--- INPUT FOR THIS TASK ---

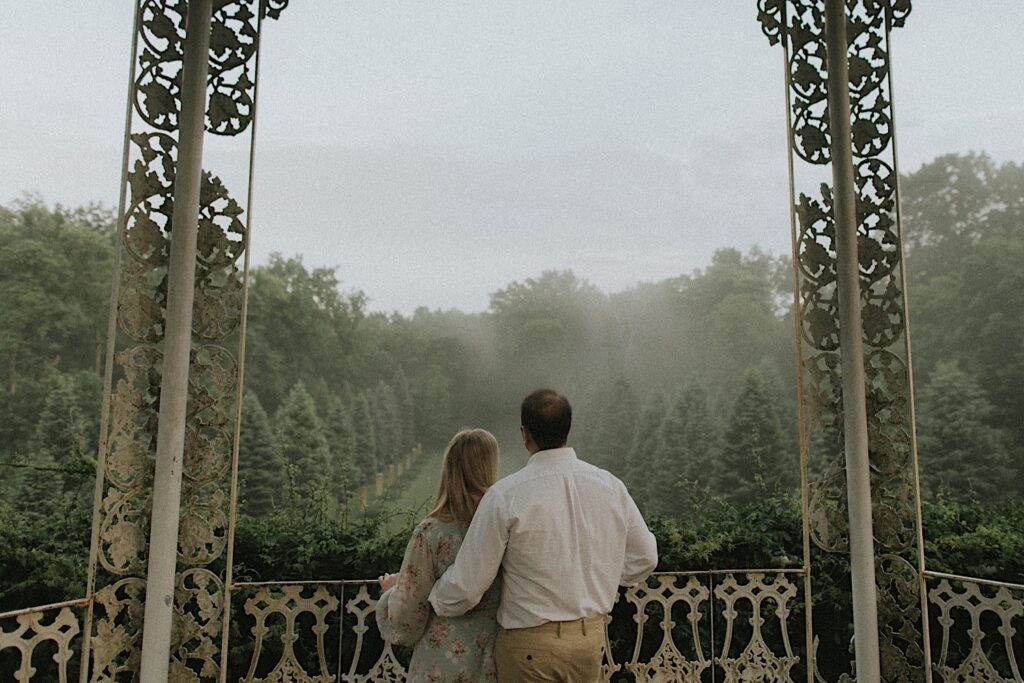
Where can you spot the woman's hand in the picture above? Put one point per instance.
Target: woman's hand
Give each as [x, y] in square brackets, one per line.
[387, 581]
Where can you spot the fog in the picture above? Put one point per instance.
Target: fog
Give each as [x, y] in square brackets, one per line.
[435, 153]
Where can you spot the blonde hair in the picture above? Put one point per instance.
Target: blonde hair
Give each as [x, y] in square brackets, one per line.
[469, 468]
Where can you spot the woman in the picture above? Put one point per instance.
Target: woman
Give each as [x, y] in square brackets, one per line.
[457, 649]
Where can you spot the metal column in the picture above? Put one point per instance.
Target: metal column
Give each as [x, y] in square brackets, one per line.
[865, 619]
[163, 550]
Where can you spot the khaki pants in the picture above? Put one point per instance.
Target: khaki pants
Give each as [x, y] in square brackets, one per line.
[557, 651]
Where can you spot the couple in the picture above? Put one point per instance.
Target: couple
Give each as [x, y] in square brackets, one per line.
[564, 536]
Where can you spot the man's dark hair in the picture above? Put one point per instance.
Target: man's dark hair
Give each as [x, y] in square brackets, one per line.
[548, 417]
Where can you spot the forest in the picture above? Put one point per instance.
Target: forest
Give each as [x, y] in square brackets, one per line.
[684, 387]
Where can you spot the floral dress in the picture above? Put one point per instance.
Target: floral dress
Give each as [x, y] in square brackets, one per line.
[459, 649]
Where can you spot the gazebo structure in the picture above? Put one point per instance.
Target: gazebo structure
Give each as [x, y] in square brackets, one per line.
[162, 548]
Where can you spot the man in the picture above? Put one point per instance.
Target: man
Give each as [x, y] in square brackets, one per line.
[566, 535]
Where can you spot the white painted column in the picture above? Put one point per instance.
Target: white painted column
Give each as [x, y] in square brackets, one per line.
[858, 478]
[177, 345]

---

The records above should be reproduced exactly, with the pictures omitted.

Where can you spot the woman's hand in the picture above? Put one point per instance.
Target: woman's hand
Give each as [x, y] in square brackets, one per line.
[387, 581]
Where can you spot the fog in the picture above? Put one point per instance.
Target: fog
Give each as [x, y] in square brackets, one per line.
[435, 153]
Where can you spot the blonde hair in the picture above? Put one point per instance.
Target: blonde hair
Give each as [x, y] in square brackets, one per line.
[469, 468]
Where can you spot the woman in the picture above? Put one point per instance.
Target: woman
Give each as [x, y] in square brackets, one per line.
[457, 649]
Where can you spot the metal column in the picture above? Put one point per instance.
Target: metal column
Give each as [x, y] in square brackets, one per line.
[865, 619]
[163, 550]
Where can you spot the khaki pants in the picture above? Put one point per instance.
Target: khaki pants
Give each as [x, y] in square brackets, one per line.
[557, 651]
Where can you spot the couple in the picture above? Put one point per instance.
Target: couple
Give each as [x, y] in square brackets, one per line.
[564, 536]
Where can you spot the man's dark hair in the picture above? Put one point per instance.
Target: man's dark hair
Give each as [x, y] in square brackets, one per line.
[548, 417]
Where can you spot the forest in the picture above? Put one point per instance.
Target: forest
Give each as [x, y] in square brackets, one per line.
[684, 387]
Where can you spot the floral dress in the picture above? Put one point per instance.
Target: floral dress
Give each as [x, y] in square brackets, one per line.
[459, 649]
Where can you spot the gazebo structure in the picture above? Put one point per instance.
Target: gazebo structure
Give each as [x, y] in square brackets, one per line.
[162, 548]
Where can you spot the man in the picture above? Put one point per instance.
Target: man
Give each as [x, y] in square brackets, one per line.
[566, 535]
Where can you spot the white painted column in the picture above? Put one point per instance.
Target: white painted column
Give each as [x, y] in square brackets, one per line.
[858, 478]
[177, 345]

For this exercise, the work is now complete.